__What you have to do__:
Copy the lines below verbatim, from the line with "Please identify the stone step" up to and including the line with "(1047, 157)".

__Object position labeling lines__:
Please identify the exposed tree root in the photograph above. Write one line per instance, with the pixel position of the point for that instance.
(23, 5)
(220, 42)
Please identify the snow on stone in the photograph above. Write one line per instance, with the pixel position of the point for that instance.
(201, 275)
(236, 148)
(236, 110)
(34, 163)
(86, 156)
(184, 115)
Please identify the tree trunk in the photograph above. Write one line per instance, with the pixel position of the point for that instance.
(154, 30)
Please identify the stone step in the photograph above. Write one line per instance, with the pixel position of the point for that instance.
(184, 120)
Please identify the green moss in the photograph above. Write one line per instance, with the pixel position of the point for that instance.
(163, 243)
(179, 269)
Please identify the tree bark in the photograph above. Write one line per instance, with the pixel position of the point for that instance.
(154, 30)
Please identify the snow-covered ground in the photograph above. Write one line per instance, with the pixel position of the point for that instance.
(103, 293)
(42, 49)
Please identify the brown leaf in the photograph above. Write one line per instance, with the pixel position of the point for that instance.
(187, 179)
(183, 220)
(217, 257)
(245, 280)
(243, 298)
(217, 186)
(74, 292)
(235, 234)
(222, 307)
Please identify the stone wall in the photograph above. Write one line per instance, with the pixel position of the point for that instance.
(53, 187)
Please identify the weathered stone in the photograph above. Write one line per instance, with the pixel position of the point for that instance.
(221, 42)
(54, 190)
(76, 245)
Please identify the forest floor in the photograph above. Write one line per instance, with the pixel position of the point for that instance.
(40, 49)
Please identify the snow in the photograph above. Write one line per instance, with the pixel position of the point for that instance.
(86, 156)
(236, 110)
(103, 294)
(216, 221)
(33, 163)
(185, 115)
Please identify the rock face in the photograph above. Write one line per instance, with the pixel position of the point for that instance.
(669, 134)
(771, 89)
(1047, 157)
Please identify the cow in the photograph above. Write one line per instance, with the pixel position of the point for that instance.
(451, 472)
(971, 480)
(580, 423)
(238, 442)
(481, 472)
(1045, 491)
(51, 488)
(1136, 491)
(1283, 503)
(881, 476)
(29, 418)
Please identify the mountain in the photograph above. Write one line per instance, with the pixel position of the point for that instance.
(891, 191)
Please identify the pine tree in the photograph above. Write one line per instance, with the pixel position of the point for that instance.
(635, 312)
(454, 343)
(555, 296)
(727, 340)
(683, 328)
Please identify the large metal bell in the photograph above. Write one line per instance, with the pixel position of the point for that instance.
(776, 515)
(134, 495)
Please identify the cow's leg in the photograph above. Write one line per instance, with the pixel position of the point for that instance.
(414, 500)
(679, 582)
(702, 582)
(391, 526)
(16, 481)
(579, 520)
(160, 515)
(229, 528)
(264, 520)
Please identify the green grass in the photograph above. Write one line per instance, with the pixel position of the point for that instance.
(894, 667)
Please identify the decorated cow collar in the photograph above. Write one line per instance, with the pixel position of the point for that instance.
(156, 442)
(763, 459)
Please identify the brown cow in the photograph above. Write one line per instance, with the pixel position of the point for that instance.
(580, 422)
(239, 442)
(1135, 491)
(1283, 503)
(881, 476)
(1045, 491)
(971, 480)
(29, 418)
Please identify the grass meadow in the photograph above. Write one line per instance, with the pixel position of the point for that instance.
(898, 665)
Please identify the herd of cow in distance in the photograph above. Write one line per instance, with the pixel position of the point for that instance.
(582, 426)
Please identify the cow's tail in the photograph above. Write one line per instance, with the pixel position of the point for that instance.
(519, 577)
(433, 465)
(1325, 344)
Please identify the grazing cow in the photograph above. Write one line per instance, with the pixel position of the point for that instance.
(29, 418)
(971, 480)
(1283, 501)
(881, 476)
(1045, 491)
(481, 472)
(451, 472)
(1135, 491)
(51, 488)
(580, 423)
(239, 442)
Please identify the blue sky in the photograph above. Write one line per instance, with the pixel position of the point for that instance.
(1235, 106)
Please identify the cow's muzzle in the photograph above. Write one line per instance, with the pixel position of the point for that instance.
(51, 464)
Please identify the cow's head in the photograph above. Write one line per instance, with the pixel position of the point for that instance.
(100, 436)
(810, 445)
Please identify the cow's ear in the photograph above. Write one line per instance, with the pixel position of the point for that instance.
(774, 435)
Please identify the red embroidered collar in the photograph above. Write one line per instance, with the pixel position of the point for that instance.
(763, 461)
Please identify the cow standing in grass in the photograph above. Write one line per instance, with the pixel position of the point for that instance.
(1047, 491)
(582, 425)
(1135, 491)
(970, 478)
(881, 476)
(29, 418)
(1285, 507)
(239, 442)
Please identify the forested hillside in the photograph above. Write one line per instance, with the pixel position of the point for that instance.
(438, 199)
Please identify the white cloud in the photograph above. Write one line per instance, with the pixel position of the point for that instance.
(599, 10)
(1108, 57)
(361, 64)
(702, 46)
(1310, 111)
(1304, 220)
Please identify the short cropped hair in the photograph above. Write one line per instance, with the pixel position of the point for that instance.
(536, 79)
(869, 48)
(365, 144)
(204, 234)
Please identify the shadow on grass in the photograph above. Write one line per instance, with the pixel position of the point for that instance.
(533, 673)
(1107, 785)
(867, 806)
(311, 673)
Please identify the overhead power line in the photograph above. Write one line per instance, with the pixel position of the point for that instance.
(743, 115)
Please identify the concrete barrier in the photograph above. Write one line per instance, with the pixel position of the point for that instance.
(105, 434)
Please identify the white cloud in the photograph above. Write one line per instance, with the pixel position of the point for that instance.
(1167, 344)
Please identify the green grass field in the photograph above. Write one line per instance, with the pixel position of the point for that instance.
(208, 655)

__Answer to the task__:
Please identify the stone step in the photograph above. Write one line per instance, with the pixel position of the point for that instance.
(184, 120)
Please identify the green moss in the photograph above. Write one line per instance, with the pixel position of the point for that instance.
(163, 243)
(179, 269)
Please identify the tree bark in the photograph above. Write one line per instance, with the pixel position of the point for that instance.
(154, 30)
Please identify the snow-covered ground in the photograph above. Write one line per instance, with the pixel position of the point for that instance.
(103, 293)
(42, 49)
Please identify the brown leaf in the photograph above. Write one line per instance, with the pixel position of the point for that instance.
(187, 179)
(183, 220)
(217, 257)
(245, 280)
(243, 298)
(217, 186)
(74, 292)
(235, 234)
(222, 307)
Please identify the stone wall in the photograph above. Write one line per instance, with the pixel position of the point for that instance.
(53, 187)
Please identify the weathered stone in the photograph above. Write one line per instance, with the pixel position of the point for that instance.
(221, 42)
(54, 190)
(76, 245)
Please identify the forest floor in the photograph above. Write one line per instance, with the pixel position of the point for that instance.
(40, 49)
Please identify the snow in the photograph above. Write one line per instance, with the pixel position of the point for that instance.
(86, 156)
(236, 110)
(103, 294)
(216, 221)
(33, 163)
(185, 115)
Please identify the rock face in the photograph above. Write one line per instance, with the pixel position of the point for that instance.
(669, 134)
(771, 89)
(1047, 157)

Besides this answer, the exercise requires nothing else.